Work to complete
Locate each line of the data below that contains the word "clicks", and copy those lines out. The match is case-sensitive.

─── The input ───

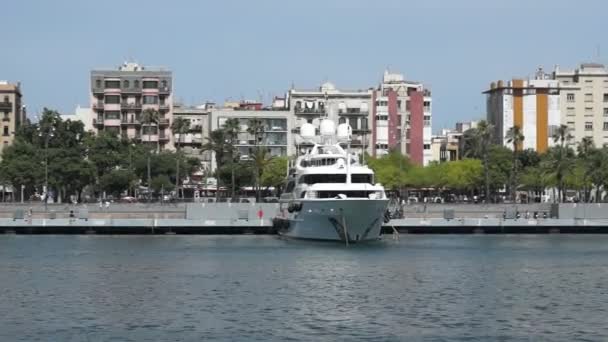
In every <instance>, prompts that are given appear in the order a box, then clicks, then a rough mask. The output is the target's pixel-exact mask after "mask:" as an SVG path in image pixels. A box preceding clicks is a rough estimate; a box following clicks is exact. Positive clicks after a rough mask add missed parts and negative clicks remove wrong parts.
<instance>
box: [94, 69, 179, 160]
mask: <svg viewBox="0 0 608 342" xmlns="http://www.w3.org/2000/svg"><path fill="white" fill-rule="evenodd" d="M172 81H173V78H172V73H171V71H169V70H166V69H164V68H155V67H145V66H141V65H139V64H137V63H124V64H123V65H121V66H120V67H118V69H117V70H93V71H91V85H90V86H91V108H92V110H93V113H94V117H93V120H92V121H93V126H94V131H95V132H101V131H106V132H112V133H115V134H116V135H120V136H121V137H122V138H125V139H134V140H135V141H139V142H142V143H147V144H150V145H152V144H153V145H154V146H157V144H158V146H159V148H160V149H161V150H162V149H173V138H172V134H171V122H172V118H173V110H172V106H173V94H172V89H173V84H172ZM148 109H150V110H153V111H154V112H156V113H158V118H157V119H156V120H155V121H152V122H145V120H144V116H143V115H142V113H144V112H145V111H146V110H148Z"/></svg>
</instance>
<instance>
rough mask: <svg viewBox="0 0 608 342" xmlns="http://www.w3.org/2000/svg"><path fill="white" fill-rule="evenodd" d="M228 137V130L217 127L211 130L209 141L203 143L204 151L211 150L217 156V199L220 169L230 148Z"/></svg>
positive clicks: (222, 166)
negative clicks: (203, 144)
mask: <svg viewBox="0 0 608 342" xmlns="http://www.w3.org/2000/svg"><path fill="white" fill-rule="evenodd" d="M227 141H228V138H227V137H226V132H224V130H223V129H216V130H213V131H211V133H210V134H209V137H208V138H207V142H206V143H205V144H204V145H203V148H202V150H203V151H211V152H213V155H214V158H215V165H216V174H215V177H216V180H217V191H216V192H215V199H216V202H217V199H218V197H219V189H220V181H221V179H220V175H219V171H218V170H220V169H221V168H222V167H223V166H224V163H225V160H226V156H227V151H228V148H229V144H228V142H227Z"/></svg>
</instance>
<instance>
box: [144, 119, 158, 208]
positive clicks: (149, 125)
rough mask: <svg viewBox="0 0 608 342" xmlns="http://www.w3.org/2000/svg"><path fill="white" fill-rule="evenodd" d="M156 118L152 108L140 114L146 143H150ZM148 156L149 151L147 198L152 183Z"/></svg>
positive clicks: (149, 158) (148, 193)
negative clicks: (141, 117) (143, 124)
mask: <svg viewBox="0 0 608 342" xmlns="http://www.w3.org/2000/svg"><path fill="white" fill-rule="evenodd" d="M158 118H159V113H158V111H156V110H154V109H152V108H148V109H146V110H144V111H143V113H142V121H143V122H144V124H146V126H147V127H148V143H150V136H151V134H152V123H158ZM157 127H158V126H157ZM157 129H158V128H157ZM157 133H158V132H157ZM158 150H159V147H158V141H157V142H156V151H157V152H158ZM150 154H151V151H150V150H148V161H147V163H148V196H150V195H151V193H150V190H151V188H150V185H151V183H152V171H151V170H150Z"/></svg>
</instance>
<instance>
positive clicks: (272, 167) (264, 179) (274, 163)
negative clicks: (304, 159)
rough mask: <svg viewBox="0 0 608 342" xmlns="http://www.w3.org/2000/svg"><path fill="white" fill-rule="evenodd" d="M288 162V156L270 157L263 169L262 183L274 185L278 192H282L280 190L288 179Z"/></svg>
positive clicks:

───

Solved problem
In every <instance>, prompts that are given appear in the order a box, then clicks, then a rough mask. The output is the target's pixel-exact mask after "mask:" as an SVG path in image pixels. A box preceding clicks is a rough estimate; a box following clicks is exact. Positive clicks after a rough mask add missed parts and negative clicks remove wrong parts.
positive clicks: (222, 166)
negative clicks: (203, 144)
positive clicks: (149, 125)
positive clicks: (149, 158) (148, 193)
negative clicks: (141, 117) (143, 124)
positive clicks: (272, 167) (264, 179) (274, 163)
negative clicks: (304, 159)
positive clicks:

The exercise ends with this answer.